Textauszug =>

---

Hannah Arendt war damals bei weitem noch nicht die Ikone der politischen Philosophie, die sie heute ist: Ihr berühmtes Fernsehinterview mit Günter Gaus aus dem Jahr 1964 hat inzwischen Kultcharakter und wurde im Internet millionenfach angeschaut. Nach der ersten Wahl Donald Trumps zum US-Präsidenten im Jahr 2016 schoss Arendts erstes Hauptwerk »The Origins of Totalitarianism« in der US-Bestsellerliste nach oben. Vor einigen Jahren lief ein preisgekröntes Filmporträt von Margarethe von Trota über sie weltweit in den Kinos. Und sogar ein ICE ist nach ihr benannt.
Dieser Weg war so nicht vorgezeichnet. Zu Lebzeiten war Hannah Arendt nicht nur eine streitbare, sondern auch eine höchst umstrittene Denkerin, die in der politischen Philosophie nur zögerlich rezipiert wurde. Das lag auch an ihrer Eigenwilligkeit und Kühnheit: Arendt entwickelte keine systematische politische Theorie im herkömmlichen Sinn, sondern eine politische Handlungstheorie, die quer im Stall der politischen Philosophie stand. Sie scherte sich wenig um die Konventionen der Ideengeschichte und verknüpfte verschiedene Denktraditionen auf ihre eigene originelle Weise. So baute sie ihre Neuerzählung des Politischen auf solch unterschiedlichen Autoren wie Aristoteles und Machiavelli, Platon und Kant auf. Hannah Arendt verabscheute alle »Ismen«, und ihr Werk sperrt sich dagegen, in klassische ideologische Schubladen von links oder rechts, liberal oder konservativ einsortiert zu werden.

---

Datenausschnitt =>
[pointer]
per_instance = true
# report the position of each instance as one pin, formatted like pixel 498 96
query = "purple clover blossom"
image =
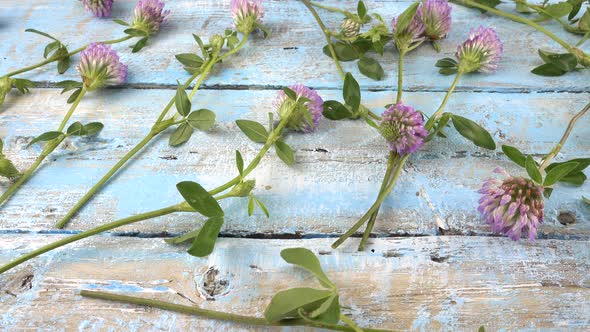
pixel 403 128
pixel 247 14
pixel 436 18
pixel 149 16
pixel 297 119
pixel 513 206
pixel 100 66
pixel 480 52
pixel 100 8
pixel 412 34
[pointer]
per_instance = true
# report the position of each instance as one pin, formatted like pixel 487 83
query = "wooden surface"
pixel 437 282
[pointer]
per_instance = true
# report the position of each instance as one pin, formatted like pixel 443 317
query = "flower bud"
pixel 350 28
pixel 513 206
pixel 149 16
pixel 247 14
pixel 100 66
pixel 298 115
pixel 403 128
pixel 242 189
pixel 100 8
pixel 480 52
pixel 436 18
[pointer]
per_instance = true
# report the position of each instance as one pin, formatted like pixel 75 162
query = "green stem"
pixel 375 205
pixel 47 150
pixel 386 178
pixel 564 138
pixel 94 231
pixel 518 19
pixel 52 59
pixel 326 32
pixel 400 76
pixel 212 314
pixel 158 127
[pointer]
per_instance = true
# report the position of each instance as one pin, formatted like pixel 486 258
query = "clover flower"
pixel 100 66
pixel 413 33
pixel 403 128
pixel 480 52
pixel 149 16
pixel 100 8
pixel 298 119
pixel 512 206
pixel 247 14
pixel 435 15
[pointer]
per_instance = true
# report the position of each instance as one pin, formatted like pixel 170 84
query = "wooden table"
pixel 412 277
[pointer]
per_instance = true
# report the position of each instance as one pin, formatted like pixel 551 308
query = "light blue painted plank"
pixel 293 54
pixel 323 193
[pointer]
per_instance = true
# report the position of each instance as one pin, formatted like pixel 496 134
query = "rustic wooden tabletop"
pixel 412 277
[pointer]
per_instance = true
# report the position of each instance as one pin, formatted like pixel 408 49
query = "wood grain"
pixel 428 283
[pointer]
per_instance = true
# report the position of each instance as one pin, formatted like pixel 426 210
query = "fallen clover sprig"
pixel 311 307
pixel 149 15
pixel 299 109
pixel 247 19
pixel 514 206
pixel 555 64
pixel 404 128
pixel 99 66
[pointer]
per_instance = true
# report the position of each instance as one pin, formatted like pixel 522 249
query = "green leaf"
pixel 239 162
pixel 334 110
pixel 204 243
pixel 285 304
pixel 41 33
pixel 261 206
pixel 285 153
pixel 190 60
pixel 202 119
pixel 121 22
pixel 406 17
pixel 361 9
pixel 514 154
pixel 199 199
pixel 532 170
pixel 558 173
pixel 306 259
pixel 328 312
pixel 181 101
pixel 446 63
pixel 74 95
pixel 351 92
pixel 565 61
pixel 549 70
pixel 250 206
pixel 7 168
pixel 93 128
pixel 184 237
pixel 371 68
pixel 254 130
pixel 48 136
pixel 290 93
pixel 181 135
pixel 473 132
pixel 139 45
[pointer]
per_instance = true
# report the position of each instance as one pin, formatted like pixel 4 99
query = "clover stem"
pixel 564 138
pixel 159 126
pixel 52 59
pixel 47 150
pixel 212 314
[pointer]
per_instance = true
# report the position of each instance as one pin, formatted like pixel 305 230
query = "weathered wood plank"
pixel 292 54
pixel 429 283
pixel 336 177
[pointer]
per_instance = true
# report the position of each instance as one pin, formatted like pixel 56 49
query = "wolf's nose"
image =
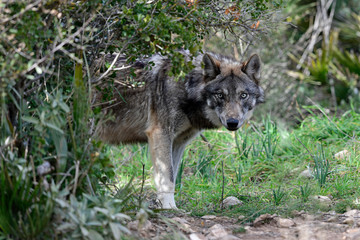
pixel 232 123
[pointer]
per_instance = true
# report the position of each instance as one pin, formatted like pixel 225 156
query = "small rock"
pixel 352 213
pixel 285 223
pixel 342 155
pixel 208 217
pixel 324 199
pixel 349 221
pixel 230 237
pixel 184 224
pixel 306 174
pixel 353 230
pixel 43 169
pixel 264 219
pixel 180 220
pixel 217 231
pixel 231 201
pixel 134 225
pixel 197 236
pixel 333 219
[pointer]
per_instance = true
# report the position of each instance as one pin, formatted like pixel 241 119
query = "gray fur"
pixel 168 114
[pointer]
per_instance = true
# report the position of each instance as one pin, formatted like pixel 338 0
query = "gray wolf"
pixel 148 105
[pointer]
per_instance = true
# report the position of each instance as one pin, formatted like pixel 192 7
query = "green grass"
pixel 261 166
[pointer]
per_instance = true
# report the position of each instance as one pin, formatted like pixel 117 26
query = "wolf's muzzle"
pixel 232 124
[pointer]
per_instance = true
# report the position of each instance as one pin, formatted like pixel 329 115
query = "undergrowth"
pixel 263 166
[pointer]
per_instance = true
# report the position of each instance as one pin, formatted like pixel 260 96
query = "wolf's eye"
pixel 244 95
pixel 219 95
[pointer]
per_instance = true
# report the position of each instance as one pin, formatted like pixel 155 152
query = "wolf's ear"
pixel 252 68
pixel 211 67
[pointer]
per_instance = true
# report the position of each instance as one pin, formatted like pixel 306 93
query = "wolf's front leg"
pixel 160 144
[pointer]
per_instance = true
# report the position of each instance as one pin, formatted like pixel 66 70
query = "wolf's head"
pixel 231 90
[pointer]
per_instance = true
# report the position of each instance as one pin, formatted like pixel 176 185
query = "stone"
pixel 285 223
pixel 217 231
pixel 197 236
pixel 231 201
pixel 349 221
pixel 352 213
pixel 264 219
pixel 134 225
pixel 183 224
pixel 342 155
pixel 333 219
pixel 208 217
pixel 323 199
pixel 306 174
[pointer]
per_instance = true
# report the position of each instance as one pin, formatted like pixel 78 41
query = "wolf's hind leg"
pixel 160 145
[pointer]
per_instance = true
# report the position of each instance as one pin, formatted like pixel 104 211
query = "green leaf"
pixel 94 235
pixel 30 119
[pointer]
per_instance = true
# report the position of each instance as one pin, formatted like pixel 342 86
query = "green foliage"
pixel 52 167
pixel 278 195
pixel 321 166
pixel 305 192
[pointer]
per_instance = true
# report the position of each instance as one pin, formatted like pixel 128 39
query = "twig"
pixel 142 184
pixel 223 184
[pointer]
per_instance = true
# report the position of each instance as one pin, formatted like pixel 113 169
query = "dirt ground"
pixel 302 227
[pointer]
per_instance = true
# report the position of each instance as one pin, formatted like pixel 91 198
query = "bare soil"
pixel 302 227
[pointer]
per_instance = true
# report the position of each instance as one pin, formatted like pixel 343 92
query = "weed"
pixel 321 166
pixel 270 139
pixel 305 192
pixel 278 195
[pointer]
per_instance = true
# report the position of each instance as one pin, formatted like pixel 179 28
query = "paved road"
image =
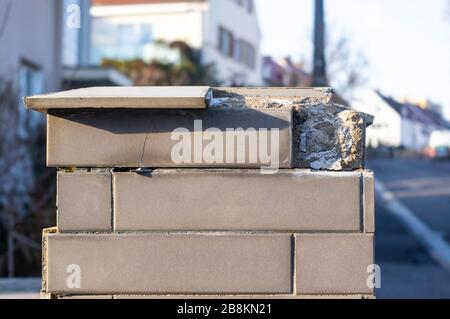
pixel 407 270
pixel 424 187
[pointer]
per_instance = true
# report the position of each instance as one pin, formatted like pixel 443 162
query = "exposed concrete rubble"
pixel 327 136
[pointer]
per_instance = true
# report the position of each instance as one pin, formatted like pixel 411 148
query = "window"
pixel 113 40
pixel 246 4
pixel 247 54
pixel 226 42
pixel 30 79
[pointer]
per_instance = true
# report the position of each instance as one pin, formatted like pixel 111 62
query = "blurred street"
pixel 407 269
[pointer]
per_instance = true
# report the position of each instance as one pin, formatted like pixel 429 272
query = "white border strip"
pixel 437 247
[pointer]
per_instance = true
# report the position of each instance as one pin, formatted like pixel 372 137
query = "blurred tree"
pixel 347 67
pixel 187 70
pixel 26 186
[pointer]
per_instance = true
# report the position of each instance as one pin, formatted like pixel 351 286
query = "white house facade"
pixel 399 124
pixel 129 29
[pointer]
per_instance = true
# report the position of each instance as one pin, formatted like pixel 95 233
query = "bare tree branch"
pixel 5 18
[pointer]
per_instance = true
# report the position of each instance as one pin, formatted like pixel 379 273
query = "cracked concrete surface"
pixel 327 136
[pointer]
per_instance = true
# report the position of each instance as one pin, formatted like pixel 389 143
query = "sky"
pixel 406 42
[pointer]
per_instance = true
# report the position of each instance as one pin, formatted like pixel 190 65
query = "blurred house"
pixel 76 51
pixel 399 124
pixel 129 29
pixel 30 42
pixel 284 72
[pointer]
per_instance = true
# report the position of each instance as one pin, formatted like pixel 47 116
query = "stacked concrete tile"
pixel 162 193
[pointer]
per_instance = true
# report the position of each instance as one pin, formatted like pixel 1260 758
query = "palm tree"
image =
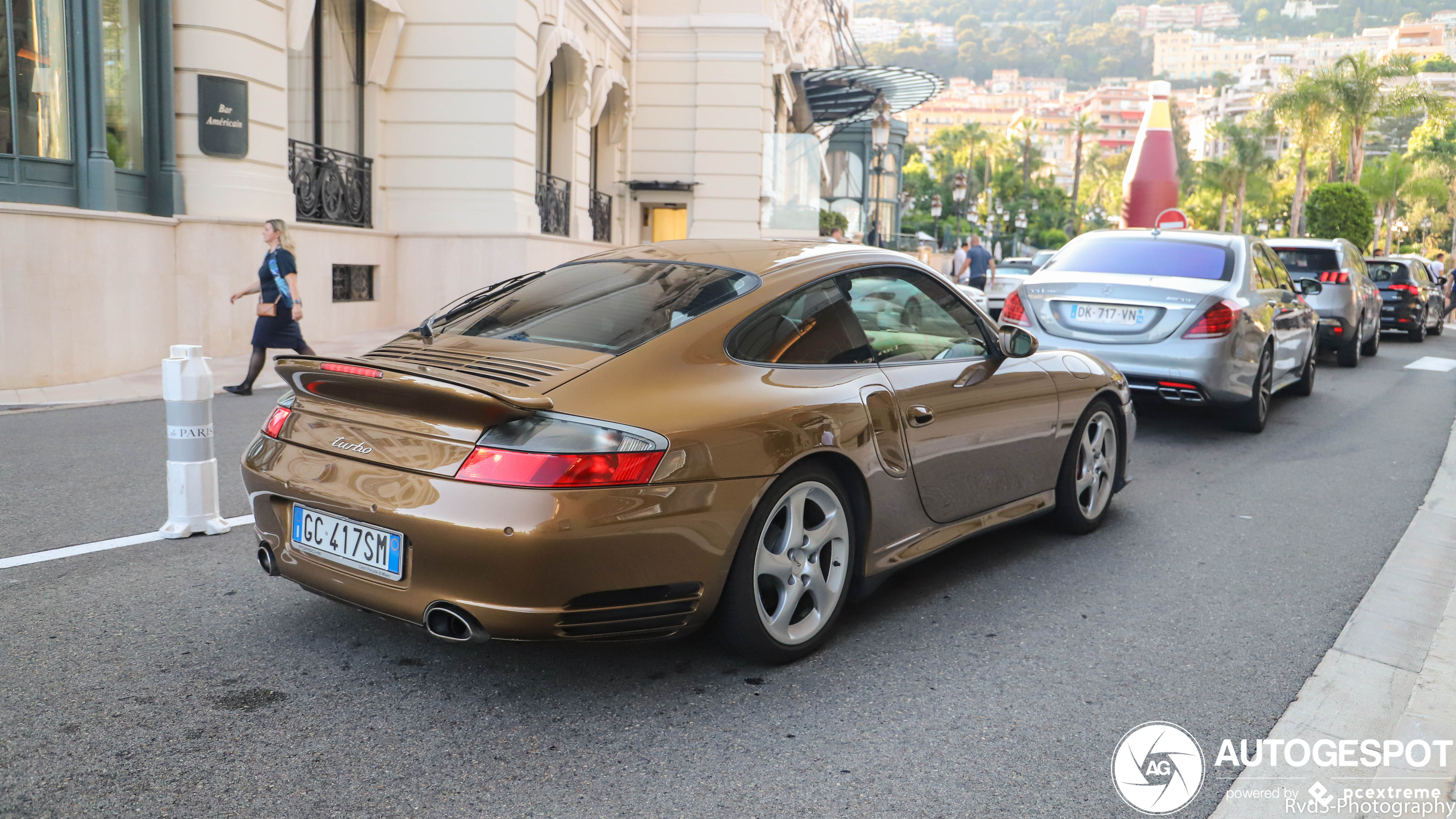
pixel 1079 127
pixel 1244 147
pixel 1304 109
pixel 1385 184
pixel 1216 175
pixel 1360 93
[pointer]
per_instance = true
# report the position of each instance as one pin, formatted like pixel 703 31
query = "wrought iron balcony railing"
pixel 330 185
pixel 600 213
pixel 554 203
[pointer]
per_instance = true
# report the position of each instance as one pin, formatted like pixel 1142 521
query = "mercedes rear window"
pixel 602 306
pixel 1308 261
pixel 1145 256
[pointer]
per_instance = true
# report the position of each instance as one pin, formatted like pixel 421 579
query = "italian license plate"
pixel 1103 315
pixel 351 543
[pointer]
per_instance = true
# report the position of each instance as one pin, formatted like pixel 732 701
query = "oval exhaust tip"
pixel 267 561
pixel 453 625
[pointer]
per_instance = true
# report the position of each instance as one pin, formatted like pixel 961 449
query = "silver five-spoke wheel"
pixel 1097 464
pixel 801 563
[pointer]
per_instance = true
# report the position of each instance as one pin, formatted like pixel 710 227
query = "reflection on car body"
pixel 641 440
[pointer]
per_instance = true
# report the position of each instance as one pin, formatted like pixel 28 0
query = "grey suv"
pixel 1350 303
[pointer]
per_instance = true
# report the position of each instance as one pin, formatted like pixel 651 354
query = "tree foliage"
pixel 1341 210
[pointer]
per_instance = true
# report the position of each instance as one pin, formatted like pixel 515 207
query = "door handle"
pixel 919 415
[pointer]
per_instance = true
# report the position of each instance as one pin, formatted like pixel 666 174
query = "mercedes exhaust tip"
pixel 267 559
pixel 453 625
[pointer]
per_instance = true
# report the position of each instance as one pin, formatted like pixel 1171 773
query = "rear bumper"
pixel 1207 366
pixel 632 562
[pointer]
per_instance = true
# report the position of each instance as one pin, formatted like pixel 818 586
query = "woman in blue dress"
pixel 277 284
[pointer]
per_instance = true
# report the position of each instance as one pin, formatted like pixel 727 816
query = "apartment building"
pixel 1161 18
pixel 417 149
pixel 1118 108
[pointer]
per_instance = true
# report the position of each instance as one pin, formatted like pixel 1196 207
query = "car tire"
pixel 1305 386
pixel 769 614
pixel 1349 352
pixel 1254 414
pixel 1419 331
pixel 1373 342
pixel 1090 471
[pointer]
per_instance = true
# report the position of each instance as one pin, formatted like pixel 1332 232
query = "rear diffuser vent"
pixel 492 367
pixel 629 614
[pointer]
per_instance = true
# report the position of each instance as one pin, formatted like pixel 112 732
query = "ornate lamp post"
pixel 937 209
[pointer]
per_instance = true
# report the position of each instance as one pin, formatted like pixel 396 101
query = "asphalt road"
pixel 175 680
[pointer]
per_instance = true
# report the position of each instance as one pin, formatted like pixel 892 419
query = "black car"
pixel 1410 299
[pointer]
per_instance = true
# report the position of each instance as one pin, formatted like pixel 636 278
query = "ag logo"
pixel 1158 769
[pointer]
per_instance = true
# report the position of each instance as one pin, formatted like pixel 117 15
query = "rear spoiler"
pixel 293 366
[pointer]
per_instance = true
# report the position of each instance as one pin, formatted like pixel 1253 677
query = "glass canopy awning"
pixel 843 95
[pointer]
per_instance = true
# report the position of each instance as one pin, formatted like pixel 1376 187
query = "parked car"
pixel 1195 318
pixel 1005 280
pixel 1349 306
pixel 622 445
pixel 1413 301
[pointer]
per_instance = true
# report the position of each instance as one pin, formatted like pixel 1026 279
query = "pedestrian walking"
pixel 279 304
pixel 977 264
pixel 958 261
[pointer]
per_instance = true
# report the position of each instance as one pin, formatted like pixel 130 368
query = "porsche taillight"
pixel 557 452
pixel 276 421
pixel 1216 322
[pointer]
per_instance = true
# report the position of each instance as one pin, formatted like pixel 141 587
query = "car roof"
pixel 753 255
pixel 1322 244
pixel 1183 234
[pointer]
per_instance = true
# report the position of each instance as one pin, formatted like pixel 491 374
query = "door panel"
pixel 988 444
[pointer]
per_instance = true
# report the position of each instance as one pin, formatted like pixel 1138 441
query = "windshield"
pixel 1145 256
pixel 603 306
pixel 1308 260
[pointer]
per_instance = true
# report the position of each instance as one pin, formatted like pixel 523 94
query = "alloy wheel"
pixel 1097 459
pixel 801 563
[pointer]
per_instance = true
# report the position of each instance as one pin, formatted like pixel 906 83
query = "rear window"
pixel 1308 260
pixel 1145 258
pixel 603 306
pixel 1388 272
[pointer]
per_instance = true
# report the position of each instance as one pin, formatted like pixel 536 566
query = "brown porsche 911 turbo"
pixel 627 444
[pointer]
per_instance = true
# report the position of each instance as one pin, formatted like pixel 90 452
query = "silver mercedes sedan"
pixel 1191 316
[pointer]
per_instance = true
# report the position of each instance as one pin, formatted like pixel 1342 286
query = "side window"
pixel 910 316
pixel 810 326
pixel 1280 274
pixel 1263 274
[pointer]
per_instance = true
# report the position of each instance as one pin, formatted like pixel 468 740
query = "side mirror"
pixel 1017 342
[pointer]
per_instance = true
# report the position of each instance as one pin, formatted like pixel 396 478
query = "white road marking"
pixel 98 546
pixel 1433 363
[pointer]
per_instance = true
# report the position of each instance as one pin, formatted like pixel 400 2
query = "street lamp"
pixel 935 215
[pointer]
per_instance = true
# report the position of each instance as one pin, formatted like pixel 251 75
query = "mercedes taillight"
pixel 1216 322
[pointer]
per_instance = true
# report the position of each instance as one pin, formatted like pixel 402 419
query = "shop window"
pixel 353 283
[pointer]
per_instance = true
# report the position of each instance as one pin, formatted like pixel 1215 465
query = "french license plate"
pixel 1103 315
pixel 351 543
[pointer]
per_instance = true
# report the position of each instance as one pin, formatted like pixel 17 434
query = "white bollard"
pixel 187 387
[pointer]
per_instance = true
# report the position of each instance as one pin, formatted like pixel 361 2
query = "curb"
pixel 1392 671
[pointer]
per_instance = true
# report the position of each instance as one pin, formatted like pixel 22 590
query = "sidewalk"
pixel 147 385
pixel 1391 675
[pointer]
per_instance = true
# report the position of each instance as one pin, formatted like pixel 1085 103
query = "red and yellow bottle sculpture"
pixel 1150 182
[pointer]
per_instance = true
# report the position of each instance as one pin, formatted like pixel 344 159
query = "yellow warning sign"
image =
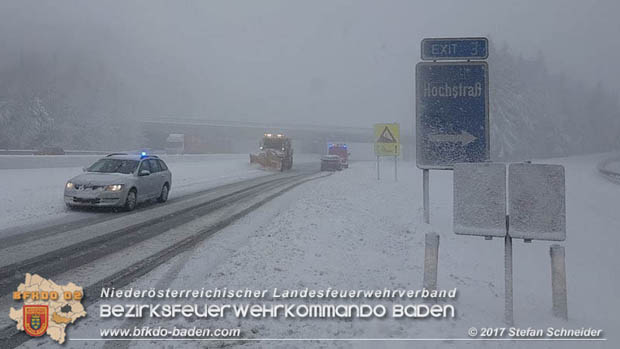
pixel 387 139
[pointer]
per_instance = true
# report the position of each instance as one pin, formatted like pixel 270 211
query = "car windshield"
pixel 272 143
pixel 113 166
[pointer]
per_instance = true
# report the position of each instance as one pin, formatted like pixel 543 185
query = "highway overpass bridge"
pixel 216 136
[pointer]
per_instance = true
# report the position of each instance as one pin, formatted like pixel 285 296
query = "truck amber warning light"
pixel 48 307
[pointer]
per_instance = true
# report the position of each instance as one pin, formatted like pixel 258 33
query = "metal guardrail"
pixel 67 152
pixel 603 169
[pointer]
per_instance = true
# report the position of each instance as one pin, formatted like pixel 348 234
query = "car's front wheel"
pixel 163 196
pixel 131 201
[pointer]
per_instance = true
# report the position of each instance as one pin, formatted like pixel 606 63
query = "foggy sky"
pixel 339 62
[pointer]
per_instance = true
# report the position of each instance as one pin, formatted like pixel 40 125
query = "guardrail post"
pixel 558 282
pixel 425 196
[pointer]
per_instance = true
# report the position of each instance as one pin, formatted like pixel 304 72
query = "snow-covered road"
pixel 350 231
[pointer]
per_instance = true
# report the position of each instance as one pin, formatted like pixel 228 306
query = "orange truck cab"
pixel 341 150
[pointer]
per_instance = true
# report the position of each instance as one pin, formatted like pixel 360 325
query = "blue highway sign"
pixel 455 49
pixel 452 113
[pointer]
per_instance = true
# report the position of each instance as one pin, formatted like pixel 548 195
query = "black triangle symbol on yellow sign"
pixel 386 136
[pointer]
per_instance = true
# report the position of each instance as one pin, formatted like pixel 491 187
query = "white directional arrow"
pixel 464 138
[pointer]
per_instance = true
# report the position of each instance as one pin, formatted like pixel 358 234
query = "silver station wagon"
pixel 120 180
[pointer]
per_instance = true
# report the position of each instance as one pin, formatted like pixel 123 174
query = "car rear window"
pixel 145 166
pixel 154 166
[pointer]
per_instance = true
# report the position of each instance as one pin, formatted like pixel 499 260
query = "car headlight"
pixel 114 187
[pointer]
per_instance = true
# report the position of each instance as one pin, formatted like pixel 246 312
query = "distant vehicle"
pixel 50 151
pixel 341 150
pixel 120 180
pixel 275 152
pixel 175 143
pixel 331 163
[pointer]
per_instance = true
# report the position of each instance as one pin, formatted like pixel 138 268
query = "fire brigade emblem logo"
pixel 35 319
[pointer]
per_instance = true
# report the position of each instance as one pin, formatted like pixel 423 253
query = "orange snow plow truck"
pixel 275 152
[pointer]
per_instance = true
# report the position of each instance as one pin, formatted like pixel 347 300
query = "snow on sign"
pixel 387 139
pixel 455 49
pixel 480 199
pixel 537 206
pixel 452 113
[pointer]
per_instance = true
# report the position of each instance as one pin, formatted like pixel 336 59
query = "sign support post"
pixel 508 299
pixel 395 168
pixel 425 196
pixel 558 282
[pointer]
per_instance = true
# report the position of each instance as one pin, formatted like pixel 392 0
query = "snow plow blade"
pixel 267 159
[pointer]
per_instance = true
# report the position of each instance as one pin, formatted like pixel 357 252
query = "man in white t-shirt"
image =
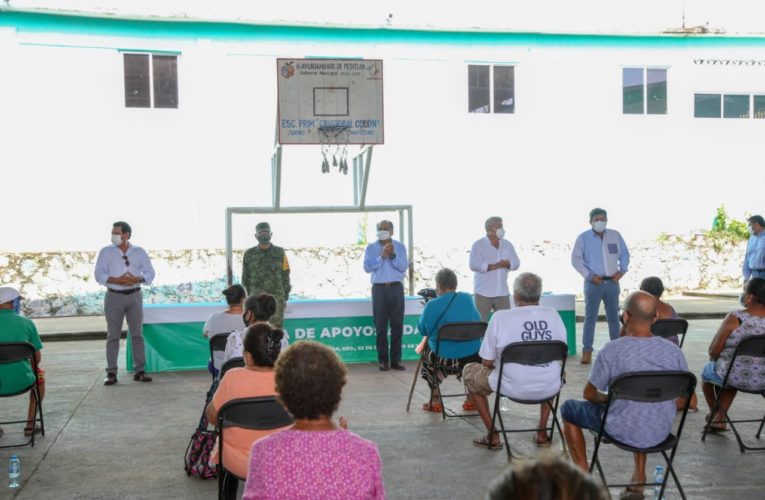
pixel 491 258
pixel 528 321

---

Aufgaben =>
1. Prüfe anhand des Textauszugs über Hannah Arendt, ob die folgenden Aussagen zutreffen: (a) Ihr Fernsehinterview mit Günter Gaus stammt aus dem Jahr 1964. (b) Sie entwickelte eine systematische politische Theorie im herkömmlichen Sinn. (c) Zu Lebzeiten wurde sie in der politischen Philosophie nur zögerlich rezipiert. Beantworte jede Aussage mit Ja oder Nein und zitiere die entscheidenden Worte des Textauszugs wörtlich.
2. Zähle die Zeilen der Einträge, in denen die Zeichenfolge "yellow" vorkommt, und gib nur die Zahl an.
Textauszug und Einträge stehen in keinem Zusammenhang miteinander.

Vollständige Lösungen =>
1.
(a) Ja: „Ihr berühmtes Fernsehinterview mit Günter Gaus aus dem Jahr 1964“
(b) Nein: „Arendt entwickelte keine systematische politische Theorie im herkömmlichen Sinn“
(c) Ja: „die in der politischen Philosophie nur zögerlich rezipiert wurde“

2. 3